| DIRECTIONS |
Below is a set of records. Please retype every one exactly.

| STORED DATA |
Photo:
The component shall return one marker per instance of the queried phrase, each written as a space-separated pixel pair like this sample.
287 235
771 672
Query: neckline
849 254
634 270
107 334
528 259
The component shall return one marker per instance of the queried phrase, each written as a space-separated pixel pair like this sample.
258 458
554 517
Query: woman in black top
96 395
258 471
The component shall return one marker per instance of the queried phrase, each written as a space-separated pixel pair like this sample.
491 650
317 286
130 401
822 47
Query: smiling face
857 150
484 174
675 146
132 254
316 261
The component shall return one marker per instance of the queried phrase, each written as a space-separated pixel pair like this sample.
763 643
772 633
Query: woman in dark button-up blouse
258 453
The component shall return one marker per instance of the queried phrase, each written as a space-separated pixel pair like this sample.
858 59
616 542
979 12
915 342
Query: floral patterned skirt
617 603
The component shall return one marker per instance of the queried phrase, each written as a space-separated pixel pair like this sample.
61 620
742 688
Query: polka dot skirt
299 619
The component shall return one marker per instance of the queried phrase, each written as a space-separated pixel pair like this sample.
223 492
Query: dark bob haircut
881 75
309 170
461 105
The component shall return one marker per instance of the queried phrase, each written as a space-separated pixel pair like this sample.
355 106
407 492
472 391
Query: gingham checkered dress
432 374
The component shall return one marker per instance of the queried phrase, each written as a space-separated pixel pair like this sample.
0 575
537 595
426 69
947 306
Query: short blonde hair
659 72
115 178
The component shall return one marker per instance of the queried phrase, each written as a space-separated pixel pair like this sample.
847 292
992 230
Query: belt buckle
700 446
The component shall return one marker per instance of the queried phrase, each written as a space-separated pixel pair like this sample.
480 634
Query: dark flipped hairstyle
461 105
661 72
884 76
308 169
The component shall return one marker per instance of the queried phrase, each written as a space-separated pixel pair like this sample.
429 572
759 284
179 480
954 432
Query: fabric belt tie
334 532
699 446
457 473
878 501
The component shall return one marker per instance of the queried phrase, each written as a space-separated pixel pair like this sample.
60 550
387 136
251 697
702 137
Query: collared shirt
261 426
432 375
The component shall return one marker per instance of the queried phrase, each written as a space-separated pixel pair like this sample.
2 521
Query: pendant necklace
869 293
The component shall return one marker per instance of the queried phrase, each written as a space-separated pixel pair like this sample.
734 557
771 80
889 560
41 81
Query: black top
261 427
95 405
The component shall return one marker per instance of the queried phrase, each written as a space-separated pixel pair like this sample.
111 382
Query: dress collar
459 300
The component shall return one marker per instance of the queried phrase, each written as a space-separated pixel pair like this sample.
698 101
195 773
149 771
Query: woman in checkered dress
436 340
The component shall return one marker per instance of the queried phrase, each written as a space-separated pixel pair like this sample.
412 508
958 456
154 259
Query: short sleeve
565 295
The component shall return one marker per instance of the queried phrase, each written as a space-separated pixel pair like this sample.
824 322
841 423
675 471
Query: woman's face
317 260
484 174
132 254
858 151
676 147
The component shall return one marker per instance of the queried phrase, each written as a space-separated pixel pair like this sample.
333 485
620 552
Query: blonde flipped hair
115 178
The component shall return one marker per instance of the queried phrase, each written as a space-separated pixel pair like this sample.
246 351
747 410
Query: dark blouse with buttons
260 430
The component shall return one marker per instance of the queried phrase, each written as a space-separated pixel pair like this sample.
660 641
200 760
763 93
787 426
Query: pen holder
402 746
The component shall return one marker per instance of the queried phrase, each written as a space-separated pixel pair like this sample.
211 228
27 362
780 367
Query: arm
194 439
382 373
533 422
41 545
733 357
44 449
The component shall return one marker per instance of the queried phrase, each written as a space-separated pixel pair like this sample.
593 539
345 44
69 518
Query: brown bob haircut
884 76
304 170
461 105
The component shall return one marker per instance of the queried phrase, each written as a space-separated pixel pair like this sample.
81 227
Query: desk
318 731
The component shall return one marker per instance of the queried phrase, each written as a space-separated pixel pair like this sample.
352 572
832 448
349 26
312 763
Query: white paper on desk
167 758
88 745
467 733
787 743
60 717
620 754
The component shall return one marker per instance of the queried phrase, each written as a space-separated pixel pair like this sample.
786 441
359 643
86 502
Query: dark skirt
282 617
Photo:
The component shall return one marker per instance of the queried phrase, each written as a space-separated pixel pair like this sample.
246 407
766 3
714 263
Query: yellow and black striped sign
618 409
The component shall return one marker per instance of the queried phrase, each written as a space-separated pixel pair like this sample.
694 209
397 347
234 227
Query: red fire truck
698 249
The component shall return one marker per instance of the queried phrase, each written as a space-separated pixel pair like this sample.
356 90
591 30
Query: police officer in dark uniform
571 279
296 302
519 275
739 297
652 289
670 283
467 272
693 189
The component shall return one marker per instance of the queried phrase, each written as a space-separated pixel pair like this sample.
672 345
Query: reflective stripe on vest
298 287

| RESULT FOR THIS TASK |
Photo:
The component shall return one marker per instance of the queried phrase, each written as a space-separated pixel pair like this sample.
287 235
771 672
Query: neckline
849 254
634 270
107 334
528 259
The component shall return one marker per instance of the queried phrase, each written as a space-separated pixel pair like this sample.
258 458
554 517
Query: woman in black top
96 395
258 471
The component shall return one marker per instance of the queried phrase, each written as a space-separated pixel pair like this sample.
491 650
317 286
130 401
822 47
Query: smiling face
857 150
484 174
675 146
132 254
316 261
The component shall return one marker per instance of the queried phrase, each written as a space-separated pixel pair like this sample.
763 643
772 633
Query: woman in dark button-up blouse
258 453
The component shall return one marker per instance of the queried phrase, each written as a space-separated pixel pair like this sample.
858 59
616 542
979 12
915 342
Query: floral patterned skirt
617 603
The component shall return one marker per instance of the queried phrase, each written as a space-separated pixel pair like this sample.
61 620
742 688
Query: polka dot skirt
299 619
The component shall return one marker per instance of the queried phrase, each written as a space-separated pixel pair like this sample.
223 492
Query: dark bob haircut
881 75
309 170
461 105
The component shall return one marker per instance of the queried phrase, each written as a space-separated pixel pair like this sample.
355 106
407 492
472 391
Query: gingham checkered dress
432 374
The component shall return one marker per instance of the queried phrase, each written as a space-separated pixel pair like this sample.
0 575
537 595
426 69
947 306
Query: short blonde hair
659 72
115 178
The component shall return one marker per instance of the queried phrase, each written as a space-separated pixel pair like this sample.
847 292
992 230
Query: belt buckle
700 446
The component shall return one marker per instance of the queried phrase, each written as a space-separated pixel pair like this sample.
480 634
Query: dark flipped hairstyle
461 105
661 72
884 76
308 169
The component shall return one marker per instance of the queried phrase, each written as a space-separated pixel pair like this sample.
429 572
759 284
179 480
954 432
Query: fabric belt tie
334 532
699 446
457 473
878 501
The component shall return one marker per instance of the queried phrase, each written as a space-separated pixel pair like this sample.
60 550
387 136
251 697
702 137
Query: collared shirt
261 426
432 375
The component shall return one marker per instance of the queried phrase, each written as a space-separated pixel pair like this sample.
2 521
Query: pendant necklace
869 293
The component shall return one marker per instance of the queried phrase, each written as a space-separated pixel pair like this sample.
734 557
771 80
889 560
41 81
Query: black top
261 427
95 405
The component shall return one marker per instance of the queried phrase, each written as a space-separated pixel pair like this sample.
111 382
Query: dress collar
459 300
The component shall return one marker per instance of the queried phrase, each written as a space-separated pixel pair like this sample.
698 101
195 773
149 771
Query: woman in checkered dress
436 340
The component shall return one marker per instance of the queried phrase, each written as a space-separated pixel pair like this sample.
412 508
958 456
154 259
Query: short sleeve
565 295
The component shall return one marker per instance of the queried phrase, each written as a space-separated pixel pair like this sample.
824 322
841 423
675 471
Query: woman's face
317 260
484 174
132 254
858 151
676 147
The component shall return one marker per instance of the queried phrase, each written as a space-separated pixel pair like this sample.
333 485
620 552
Query: blonde flipped hair
115 178
The component shall return one marker per instance of the queried phrase, each written as a space-separated pixel pair like this sample.
246 351
747 410
Query: dark blouse with buttons
260 430
The component shall return one marker per instance of the queried phrase, each written as a space-separated pixel pair like this sample.
660 641
200 760
763 93
787 426
Query: pen holder
402 746
The component shall return one marker per instance of the queried phrase, each written as a space-separated pixel pair like this sample.
211 228
27 362
780 367
Query: arm
194 439
382 373
533 422
41 545
733 357
44 449
The component shall return one marker per instance of the queried phrase, each written as a space-separated pixel pair like this sample.
593 539
345 44
69 518
Query: brown bob haircut
884 76
304 170
461 105
The component shall return one marker per instance of the queried phrase, each written as a space-separated pixel pair like this sample.
81 227
Query: desk
318 731
The component shall return one marker per instance of the queried phrase, each written as a space-separated pixel pair like this sample.
352 572
832 448
349 26
312 763
Query: white paper on desk
167 758
88 745
467 733
787 743
60 717
620 754
The component shall return one marker per instance of the queried phrase, each written as a space-separated pixel pair like this sample.
786 441
359 643
86 502
Query: dark skirt
282 617
Photo:
The component shall return one marker per instance of the queried phrase, each written as a space-separated pixel pair like this sample.
246 407
766 3
714 263
Query: yellow and black striped sign
618 409
The component shall return one marker per instance of the queried phrase, each written as a space-separated pixel pair like this sample.
694 209
397 347
234 227
Query: red fire truck
698 249
The component shall return one marker per instance of the queried phrase, each written as a space-separated pixel pair like this sample.
356 90
591 30
Query: police officer in dark uniform
571 279
296 302
519 275
739 297
652 289
670 283
467 272
693 189
The component shall return one marker per instance of the queried phrase, each written as a space-separated pixel pair like this sample.
672 345
Query: reflective stripe on vest
298 287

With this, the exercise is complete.